_GOAL OF THE EXERCISE_
Please give the listing below as a numbered list from the line with "Target: chimney" to the line with "268 55 L 268", including both of those lines and leaving out any blank lines.

_GIVEN ENTRIES_
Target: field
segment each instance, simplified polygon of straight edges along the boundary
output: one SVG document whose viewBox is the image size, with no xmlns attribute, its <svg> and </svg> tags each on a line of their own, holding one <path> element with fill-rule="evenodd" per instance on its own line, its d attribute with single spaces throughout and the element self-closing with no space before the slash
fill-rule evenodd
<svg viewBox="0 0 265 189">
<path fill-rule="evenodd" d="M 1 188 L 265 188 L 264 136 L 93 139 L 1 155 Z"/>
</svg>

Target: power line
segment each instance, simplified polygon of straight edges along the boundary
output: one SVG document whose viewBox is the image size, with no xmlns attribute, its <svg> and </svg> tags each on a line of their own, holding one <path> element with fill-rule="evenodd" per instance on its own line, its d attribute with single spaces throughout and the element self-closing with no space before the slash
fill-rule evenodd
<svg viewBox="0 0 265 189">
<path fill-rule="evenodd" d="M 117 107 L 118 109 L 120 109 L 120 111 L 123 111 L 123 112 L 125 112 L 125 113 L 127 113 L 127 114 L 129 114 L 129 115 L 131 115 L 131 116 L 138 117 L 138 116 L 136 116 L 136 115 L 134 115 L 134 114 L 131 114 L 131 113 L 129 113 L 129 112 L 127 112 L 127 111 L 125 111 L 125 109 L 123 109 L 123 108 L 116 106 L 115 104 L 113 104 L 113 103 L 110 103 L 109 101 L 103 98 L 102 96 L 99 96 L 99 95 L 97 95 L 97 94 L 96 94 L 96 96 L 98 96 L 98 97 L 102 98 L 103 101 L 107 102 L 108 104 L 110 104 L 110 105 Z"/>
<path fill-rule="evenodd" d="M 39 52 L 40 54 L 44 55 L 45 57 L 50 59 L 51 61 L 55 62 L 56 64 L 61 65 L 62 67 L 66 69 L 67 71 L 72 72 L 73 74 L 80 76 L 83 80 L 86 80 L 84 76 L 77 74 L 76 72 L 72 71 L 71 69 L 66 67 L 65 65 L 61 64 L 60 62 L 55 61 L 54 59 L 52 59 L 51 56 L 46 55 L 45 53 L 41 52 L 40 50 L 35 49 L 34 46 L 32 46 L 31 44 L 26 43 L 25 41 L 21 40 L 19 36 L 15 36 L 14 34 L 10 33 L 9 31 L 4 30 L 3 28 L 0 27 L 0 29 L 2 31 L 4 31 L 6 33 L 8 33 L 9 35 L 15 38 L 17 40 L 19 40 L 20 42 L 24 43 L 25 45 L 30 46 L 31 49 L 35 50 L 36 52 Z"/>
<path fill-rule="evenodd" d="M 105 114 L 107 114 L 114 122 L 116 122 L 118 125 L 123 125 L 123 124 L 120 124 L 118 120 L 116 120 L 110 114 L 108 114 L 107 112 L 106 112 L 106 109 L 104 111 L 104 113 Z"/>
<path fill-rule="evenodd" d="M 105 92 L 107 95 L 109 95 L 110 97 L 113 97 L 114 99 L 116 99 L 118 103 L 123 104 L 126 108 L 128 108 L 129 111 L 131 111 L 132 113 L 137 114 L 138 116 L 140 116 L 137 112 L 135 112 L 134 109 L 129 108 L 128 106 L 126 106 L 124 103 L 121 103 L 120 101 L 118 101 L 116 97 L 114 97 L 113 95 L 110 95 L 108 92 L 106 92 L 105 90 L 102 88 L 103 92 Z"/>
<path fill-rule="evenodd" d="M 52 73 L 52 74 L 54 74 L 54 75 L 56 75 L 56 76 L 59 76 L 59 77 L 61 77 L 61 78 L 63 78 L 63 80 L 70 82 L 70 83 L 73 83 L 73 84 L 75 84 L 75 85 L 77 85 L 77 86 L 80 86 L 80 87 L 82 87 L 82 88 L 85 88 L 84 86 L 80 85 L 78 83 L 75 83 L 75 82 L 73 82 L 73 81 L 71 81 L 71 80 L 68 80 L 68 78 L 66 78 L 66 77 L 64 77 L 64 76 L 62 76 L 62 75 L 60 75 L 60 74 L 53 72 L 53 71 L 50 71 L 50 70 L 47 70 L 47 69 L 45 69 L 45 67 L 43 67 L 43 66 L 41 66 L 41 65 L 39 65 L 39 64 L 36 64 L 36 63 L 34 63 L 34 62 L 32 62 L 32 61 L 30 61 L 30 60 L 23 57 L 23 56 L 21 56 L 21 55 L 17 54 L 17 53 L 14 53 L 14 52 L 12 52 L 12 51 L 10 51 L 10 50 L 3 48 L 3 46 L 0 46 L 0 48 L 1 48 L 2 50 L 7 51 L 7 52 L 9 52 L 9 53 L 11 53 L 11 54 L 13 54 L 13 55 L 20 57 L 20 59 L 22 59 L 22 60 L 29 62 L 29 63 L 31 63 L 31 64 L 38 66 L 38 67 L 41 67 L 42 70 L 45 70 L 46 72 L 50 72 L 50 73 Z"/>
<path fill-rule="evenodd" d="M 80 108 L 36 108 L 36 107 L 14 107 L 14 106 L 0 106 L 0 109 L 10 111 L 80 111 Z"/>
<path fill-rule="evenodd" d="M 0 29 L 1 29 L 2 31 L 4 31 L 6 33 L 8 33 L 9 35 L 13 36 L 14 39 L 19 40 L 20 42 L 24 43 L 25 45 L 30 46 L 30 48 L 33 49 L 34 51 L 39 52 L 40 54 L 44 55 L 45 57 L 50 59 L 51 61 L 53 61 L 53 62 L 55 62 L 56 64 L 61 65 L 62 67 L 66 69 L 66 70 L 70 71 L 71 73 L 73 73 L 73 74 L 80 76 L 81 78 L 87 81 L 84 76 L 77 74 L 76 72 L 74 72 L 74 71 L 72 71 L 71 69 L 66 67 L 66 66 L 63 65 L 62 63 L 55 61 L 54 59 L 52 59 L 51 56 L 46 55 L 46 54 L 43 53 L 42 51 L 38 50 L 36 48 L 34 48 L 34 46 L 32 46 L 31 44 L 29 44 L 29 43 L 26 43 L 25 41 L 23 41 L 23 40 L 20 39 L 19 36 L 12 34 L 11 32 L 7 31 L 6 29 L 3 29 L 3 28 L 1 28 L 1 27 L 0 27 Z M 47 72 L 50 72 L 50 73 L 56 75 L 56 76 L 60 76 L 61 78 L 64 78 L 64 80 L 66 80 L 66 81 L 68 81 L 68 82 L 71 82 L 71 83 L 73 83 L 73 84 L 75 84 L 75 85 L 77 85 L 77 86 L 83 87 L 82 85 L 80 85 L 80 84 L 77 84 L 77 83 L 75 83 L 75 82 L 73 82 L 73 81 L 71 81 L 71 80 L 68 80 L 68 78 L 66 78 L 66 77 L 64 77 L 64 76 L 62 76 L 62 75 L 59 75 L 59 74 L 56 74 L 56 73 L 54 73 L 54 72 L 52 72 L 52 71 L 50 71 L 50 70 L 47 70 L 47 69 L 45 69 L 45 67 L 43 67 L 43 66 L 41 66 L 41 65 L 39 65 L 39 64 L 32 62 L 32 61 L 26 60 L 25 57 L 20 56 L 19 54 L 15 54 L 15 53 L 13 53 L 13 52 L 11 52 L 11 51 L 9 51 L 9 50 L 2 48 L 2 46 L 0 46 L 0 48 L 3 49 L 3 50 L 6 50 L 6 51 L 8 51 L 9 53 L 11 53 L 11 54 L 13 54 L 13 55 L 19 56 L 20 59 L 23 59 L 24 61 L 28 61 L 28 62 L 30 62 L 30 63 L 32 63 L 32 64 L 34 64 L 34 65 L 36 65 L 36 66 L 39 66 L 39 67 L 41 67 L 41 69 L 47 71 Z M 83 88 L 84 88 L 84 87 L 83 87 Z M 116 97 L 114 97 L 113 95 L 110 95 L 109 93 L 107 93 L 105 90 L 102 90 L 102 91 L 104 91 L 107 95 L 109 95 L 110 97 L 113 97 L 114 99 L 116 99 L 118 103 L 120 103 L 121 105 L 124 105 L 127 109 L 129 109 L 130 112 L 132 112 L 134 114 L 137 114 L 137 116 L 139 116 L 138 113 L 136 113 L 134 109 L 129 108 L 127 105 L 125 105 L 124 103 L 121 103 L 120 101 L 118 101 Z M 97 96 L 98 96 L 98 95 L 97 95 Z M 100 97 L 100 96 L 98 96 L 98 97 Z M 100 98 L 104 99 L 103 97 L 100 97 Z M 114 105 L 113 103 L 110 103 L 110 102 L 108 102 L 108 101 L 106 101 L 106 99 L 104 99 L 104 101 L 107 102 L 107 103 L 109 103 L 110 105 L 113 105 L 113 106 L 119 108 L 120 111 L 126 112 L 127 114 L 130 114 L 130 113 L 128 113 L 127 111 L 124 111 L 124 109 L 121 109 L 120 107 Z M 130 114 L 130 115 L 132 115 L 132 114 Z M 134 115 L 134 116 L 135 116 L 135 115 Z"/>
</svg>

* * *

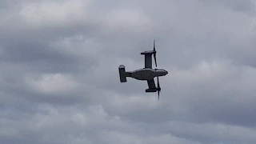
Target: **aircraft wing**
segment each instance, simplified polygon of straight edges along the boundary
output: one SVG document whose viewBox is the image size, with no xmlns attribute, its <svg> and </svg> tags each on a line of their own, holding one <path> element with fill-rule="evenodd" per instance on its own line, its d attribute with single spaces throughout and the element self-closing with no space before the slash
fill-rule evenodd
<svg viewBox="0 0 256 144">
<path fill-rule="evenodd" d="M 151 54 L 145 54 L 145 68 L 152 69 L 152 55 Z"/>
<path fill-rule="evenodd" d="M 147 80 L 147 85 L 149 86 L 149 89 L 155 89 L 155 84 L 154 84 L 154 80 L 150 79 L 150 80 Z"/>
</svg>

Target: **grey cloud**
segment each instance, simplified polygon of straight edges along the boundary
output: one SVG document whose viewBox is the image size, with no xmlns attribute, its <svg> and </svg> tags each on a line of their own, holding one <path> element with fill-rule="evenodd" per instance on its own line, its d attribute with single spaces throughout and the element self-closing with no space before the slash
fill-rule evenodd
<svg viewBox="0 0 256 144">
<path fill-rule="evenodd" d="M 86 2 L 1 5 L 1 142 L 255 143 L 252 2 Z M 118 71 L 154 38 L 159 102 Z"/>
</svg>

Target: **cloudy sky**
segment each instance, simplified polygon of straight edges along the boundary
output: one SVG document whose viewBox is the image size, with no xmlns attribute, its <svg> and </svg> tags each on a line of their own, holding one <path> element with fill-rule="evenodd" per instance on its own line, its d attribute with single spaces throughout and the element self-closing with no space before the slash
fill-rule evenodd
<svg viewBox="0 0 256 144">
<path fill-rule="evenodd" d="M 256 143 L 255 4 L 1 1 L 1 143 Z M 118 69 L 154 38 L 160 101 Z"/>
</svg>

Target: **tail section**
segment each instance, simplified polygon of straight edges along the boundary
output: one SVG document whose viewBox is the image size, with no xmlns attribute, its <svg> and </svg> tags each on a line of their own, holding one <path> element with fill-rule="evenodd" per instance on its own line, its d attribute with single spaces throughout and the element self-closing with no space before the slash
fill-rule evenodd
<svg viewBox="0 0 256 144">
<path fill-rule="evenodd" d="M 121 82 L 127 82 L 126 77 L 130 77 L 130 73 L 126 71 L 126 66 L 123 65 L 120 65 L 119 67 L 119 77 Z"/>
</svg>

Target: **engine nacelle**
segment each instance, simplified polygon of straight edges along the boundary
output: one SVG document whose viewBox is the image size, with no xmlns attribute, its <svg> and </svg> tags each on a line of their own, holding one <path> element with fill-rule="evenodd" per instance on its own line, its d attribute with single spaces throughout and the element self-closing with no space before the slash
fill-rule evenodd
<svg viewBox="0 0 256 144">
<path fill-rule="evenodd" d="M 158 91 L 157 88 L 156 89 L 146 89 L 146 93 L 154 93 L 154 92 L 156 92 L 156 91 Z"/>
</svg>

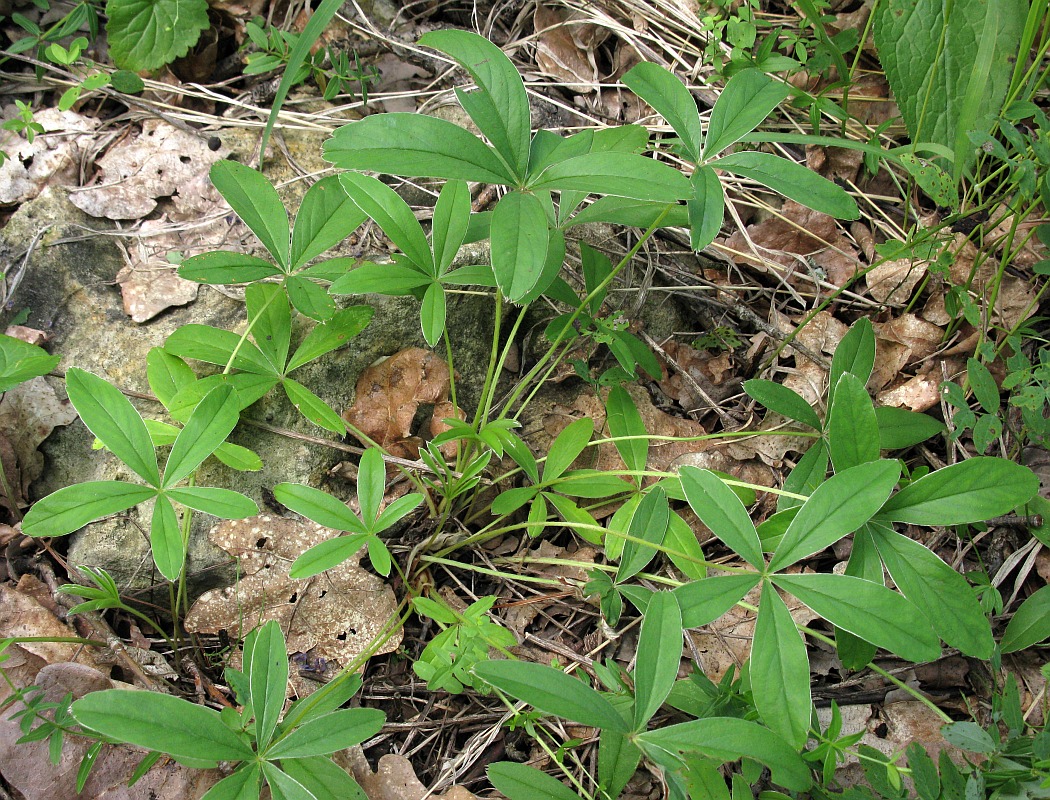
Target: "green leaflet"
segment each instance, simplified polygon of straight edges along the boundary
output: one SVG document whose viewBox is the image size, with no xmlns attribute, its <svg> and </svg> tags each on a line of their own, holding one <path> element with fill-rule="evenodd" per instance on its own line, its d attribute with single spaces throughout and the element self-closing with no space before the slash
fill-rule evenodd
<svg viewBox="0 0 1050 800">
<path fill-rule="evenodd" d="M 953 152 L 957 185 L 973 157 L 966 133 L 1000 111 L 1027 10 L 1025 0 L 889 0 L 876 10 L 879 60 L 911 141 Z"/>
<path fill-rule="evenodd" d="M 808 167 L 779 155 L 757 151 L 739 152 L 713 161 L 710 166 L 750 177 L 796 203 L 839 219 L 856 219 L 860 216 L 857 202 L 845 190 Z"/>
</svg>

...

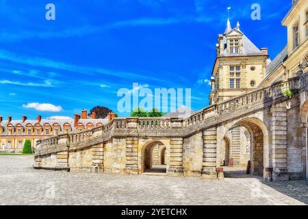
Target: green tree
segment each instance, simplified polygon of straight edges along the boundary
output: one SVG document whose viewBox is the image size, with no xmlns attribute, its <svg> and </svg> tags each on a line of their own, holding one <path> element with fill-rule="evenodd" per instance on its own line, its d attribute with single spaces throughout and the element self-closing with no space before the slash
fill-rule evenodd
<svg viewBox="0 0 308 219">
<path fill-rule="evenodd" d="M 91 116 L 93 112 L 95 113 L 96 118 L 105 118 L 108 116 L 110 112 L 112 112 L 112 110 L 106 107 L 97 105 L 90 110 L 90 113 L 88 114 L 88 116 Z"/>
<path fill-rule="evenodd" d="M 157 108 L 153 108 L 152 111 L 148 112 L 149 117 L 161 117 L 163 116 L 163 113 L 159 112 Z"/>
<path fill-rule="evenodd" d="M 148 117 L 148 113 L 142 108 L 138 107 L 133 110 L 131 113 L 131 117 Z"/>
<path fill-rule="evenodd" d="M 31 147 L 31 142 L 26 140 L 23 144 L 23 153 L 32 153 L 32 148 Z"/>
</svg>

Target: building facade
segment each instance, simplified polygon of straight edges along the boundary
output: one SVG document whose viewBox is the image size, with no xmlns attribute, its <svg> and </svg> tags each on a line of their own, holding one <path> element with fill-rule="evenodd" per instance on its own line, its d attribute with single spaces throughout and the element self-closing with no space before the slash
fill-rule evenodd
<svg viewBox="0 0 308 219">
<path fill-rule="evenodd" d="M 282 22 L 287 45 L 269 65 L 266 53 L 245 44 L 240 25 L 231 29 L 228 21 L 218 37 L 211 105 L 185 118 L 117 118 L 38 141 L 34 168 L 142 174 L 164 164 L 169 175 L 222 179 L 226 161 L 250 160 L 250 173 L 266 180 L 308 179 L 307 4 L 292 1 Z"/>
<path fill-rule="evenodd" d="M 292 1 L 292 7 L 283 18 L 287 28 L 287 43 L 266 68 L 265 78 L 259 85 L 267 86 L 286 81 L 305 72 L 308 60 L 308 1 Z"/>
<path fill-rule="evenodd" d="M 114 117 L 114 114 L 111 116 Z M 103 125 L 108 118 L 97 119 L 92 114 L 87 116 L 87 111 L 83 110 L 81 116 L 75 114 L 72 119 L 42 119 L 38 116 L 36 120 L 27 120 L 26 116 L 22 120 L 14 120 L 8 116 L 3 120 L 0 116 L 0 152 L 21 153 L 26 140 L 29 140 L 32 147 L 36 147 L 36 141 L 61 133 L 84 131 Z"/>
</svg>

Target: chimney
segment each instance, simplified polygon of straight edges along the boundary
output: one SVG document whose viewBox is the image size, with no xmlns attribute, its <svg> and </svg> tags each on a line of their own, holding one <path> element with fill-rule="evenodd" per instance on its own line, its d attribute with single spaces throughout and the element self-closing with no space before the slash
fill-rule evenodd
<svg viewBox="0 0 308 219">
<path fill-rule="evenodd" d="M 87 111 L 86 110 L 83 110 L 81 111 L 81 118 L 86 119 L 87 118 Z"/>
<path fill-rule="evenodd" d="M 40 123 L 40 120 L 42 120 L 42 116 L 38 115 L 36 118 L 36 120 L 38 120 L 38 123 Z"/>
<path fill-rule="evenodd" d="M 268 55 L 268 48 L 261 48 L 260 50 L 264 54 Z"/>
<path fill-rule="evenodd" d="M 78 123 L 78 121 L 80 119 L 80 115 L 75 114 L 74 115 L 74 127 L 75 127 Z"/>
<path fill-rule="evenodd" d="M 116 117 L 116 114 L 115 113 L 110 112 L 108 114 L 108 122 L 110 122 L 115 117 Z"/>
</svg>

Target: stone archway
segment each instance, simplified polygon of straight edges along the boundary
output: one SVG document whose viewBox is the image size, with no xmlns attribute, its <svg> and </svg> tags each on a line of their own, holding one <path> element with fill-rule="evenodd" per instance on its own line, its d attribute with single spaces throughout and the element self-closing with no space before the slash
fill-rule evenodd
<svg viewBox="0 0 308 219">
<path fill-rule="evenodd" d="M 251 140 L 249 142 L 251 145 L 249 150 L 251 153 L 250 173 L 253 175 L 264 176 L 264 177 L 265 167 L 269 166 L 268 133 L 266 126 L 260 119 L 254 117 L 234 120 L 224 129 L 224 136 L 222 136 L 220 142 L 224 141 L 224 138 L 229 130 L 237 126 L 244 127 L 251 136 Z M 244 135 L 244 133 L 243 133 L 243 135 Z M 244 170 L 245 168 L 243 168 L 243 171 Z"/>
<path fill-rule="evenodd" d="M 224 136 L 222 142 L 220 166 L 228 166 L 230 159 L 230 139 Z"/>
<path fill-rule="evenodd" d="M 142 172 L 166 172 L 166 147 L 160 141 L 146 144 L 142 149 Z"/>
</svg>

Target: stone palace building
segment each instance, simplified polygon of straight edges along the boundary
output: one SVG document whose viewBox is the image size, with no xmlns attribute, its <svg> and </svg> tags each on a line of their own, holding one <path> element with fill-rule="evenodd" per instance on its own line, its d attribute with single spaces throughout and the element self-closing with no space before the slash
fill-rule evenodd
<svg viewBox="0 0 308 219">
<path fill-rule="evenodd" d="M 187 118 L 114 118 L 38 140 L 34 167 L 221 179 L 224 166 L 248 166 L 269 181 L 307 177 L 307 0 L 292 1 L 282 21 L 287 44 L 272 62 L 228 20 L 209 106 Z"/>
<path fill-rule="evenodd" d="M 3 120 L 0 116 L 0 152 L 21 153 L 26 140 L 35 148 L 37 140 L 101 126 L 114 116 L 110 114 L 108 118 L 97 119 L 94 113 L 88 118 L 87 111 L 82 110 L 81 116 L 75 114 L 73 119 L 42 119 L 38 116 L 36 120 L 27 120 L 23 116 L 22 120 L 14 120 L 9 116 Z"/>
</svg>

_REPLY_
1. Target: chimney
2. segment each instance, simplified polygon of straight edges along the boundary
3. output: one SVG document whose viewBox is the image size, with no xmlns attribute, its <svg> and </svg> tags each on a line of their own, holding one <path> element with fill-rule="evenodd" per instance on its own line, its d attribute with single spaces throughout and the element self-closing with no space before the slash
4. fill-rule evenodd
5. <svg viewBox="0 0 308 219">
6. <path fill-rule="evenodd" d="M 87 111 L 86 110 L 83 110 L 81 111 L 81 118 L 86 119 L 87 118 Z"/>
7. <path fill-rule="evenodd" d="M 40 123 L 40 120 L 42 120 L 42 116 L 38 115 L 36 118 L 36 120 L 38 120 L 38 123 Z"/>
8. <path fill-rule="evenodd" d="M 268 55 L 268 48 L 261 48 L 260 50 L 264 54 Z"/>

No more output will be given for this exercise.